** Given information follows **
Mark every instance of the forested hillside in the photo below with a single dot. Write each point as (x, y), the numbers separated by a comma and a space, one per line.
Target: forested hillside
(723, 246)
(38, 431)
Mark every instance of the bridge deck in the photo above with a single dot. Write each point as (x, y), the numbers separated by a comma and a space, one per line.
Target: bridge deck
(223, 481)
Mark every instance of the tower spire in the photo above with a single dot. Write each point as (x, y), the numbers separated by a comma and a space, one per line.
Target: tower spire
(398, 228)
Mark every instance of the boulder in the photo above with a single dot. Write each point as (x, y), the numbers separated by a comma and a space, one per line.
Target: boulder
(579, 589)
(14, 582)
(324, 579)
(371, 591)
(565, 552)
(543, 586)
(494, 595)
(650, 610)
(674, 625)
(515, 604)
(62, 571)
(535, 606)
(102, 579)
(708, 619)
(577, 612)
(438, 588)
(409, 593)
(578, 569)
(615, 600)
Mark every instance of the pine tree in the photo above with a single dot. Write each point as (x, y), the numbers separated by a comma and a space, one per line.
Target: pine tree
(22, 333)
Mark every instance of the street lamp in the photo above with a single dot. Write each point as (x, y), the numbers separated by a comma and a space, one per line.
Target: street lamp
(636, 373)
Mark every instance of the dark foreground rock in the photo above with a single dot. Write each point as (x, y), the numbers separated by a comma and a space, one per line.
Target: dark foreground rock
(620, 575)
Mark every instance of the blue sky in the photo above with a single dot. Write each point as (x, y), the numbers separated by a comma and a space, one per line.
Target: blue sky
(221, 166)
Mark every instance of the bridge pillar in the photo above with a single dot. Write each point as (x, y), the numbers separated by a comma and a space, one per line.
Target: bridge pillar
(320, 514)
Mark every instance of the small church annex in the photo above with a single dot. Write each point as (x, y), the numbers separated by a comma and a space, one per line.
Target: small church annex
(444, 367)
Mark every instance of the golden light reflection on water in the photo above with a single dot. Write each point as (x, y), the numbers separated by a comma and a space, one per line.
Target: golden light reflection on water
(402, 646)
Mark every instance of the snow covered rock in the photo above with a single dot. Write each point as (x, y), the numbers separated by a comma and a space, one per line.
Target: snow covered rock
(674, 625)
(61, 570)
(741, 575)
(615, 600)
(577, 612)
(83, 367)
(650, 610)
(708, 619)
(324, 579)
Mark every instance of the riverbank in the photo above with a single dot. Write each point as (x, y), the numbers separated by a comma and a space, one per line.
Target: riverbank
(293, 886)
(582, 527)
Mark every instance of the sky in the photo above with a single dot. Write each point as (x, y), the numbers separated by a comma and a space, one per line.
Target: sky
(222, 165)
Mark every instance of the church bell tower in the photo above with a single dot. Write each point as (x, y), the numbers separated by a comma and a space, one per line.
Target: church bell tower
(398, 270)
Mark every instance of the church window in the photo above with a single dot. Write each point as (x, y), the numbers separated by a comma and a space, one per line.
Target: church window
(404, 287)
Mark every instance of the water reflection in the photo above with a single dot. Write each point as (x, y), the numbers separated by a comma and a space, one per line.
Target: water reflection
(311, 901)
** End of Given information **
(Your assignment) Write the records out once more, exactly as shown.

(Reply to the task)
Mark every instance of the forested hillside in the photo below with a single dot. Write each point as (x, y), the numbers separated by a comma and a space, one per line.
Target: forested hillside
(723, 246)
(38, 431)
Mark every instance of the bridge deck in the photo above with a single dot. Write each point as (x, y), the numbers separated by a comma and a space, one per line.
Target: bridge deck
(223, 481)
Mark every instance of the tower spire in the photo above with a single dot. Write each point as (x, y), the numbers separated by a comma and a space, one per line.
Target: tower spire
(398, 228)
Mark every instance of the boulder in the photo above with a single dot. Write each point as (x, y), the numbers separated by a comma and a space, one per line.
Target: boulder
(579, 589)
(14, 582)
(324, 579)
(371, 591)
(565, 552)
(543, 586)
(494, 595)
(650, 610)
(674, 625)
(515, 604)
(62, 571)
(535, 606)
(102, 579)
(708, 619)
(577, 612)
(438, 588)
(409, 593)
(578, 569)
(615, 600)
Mark every instance of the pine tree in the photo above with a single dot. Write each point as (x, y), the numbers separated by a comma and a space, one per line.
Target: pine tree
(22, 333)
Mark every instance of the street lamp in the photo above with a single dot. Write each point as (x, y), the numbers separated by a comma and a space, one per line.
Target: street lamp
(636, 373)
Mark every instance of the dark foreground rock in the photo above with a single dot. Write each point as (x, y), the numbers separated by a comma and a space, one per line.
Target: dark foreground rock
(620, 575)
Mark every instance of the blue sky in the photo above with a single dot. Write each point as (x, y), the numbers separated by a comma and a space, one per line.
Target: blue sky
(221, 166)
Mark every instance of the bridge pillar in the photo above with a single dot. Write each point as (x, y), the numbers separated by a comma and a space, one per line.
Target: bridge pillar
(320, 514)
Mark every instance of the small church annex in the photo above with a single dot. Write each point as (x, y), the numbers separated by a comma and a space, one per line.
Target: small church annex
(444, 367)
Mark every instance of the golden light reflection on water in the photo above with a single dot. Write each point as (x, y), the numbers separated by a comma and a space, one per line.
Target: golden light reflection on water
(402, 646)
Mark every instance of the snow covered rock in the photo above with a single dot. Write each point as (x, y), the numbers separated by a comma and a space, one per line.
Target: snow covered rock
(674, 625)
(61, 570)
(741, 575)
(615, 600)
(577, 612)
(83, 367)
(650, 610)
(708, 619)
(324, 579)
Mark every instance of the riverbank in the photo above with a single dot. Write each point as (x, y), the numbers separated by a comma and a space, one per line.
Target: riverbank
(293, 886)
(582, 527)
Mark every instance of the sky in the photo above with a single dot. Write each point as (x, y), the numbers separated by a comma and a space, one per line.
Target: sky
(222, 165)
Mark every instance of the church bell tower in the photo above with a single dot. Write each point as (x, y), the numbers separated by a comma and a space, one per line.
Target: church bell tower
(398, 270)
Mark every instance of the church window in the photo above with a single dot. Write each point as (x, y), the numbers separated by a comma and a space, one per line.
Target: church window
(404, 287)
Mark every instance of the water reflection in the photo above with a single dot. Write each point as (x, y), the numbers separated by a comma and a space, one per line.
Target: water reflection
(311, 901)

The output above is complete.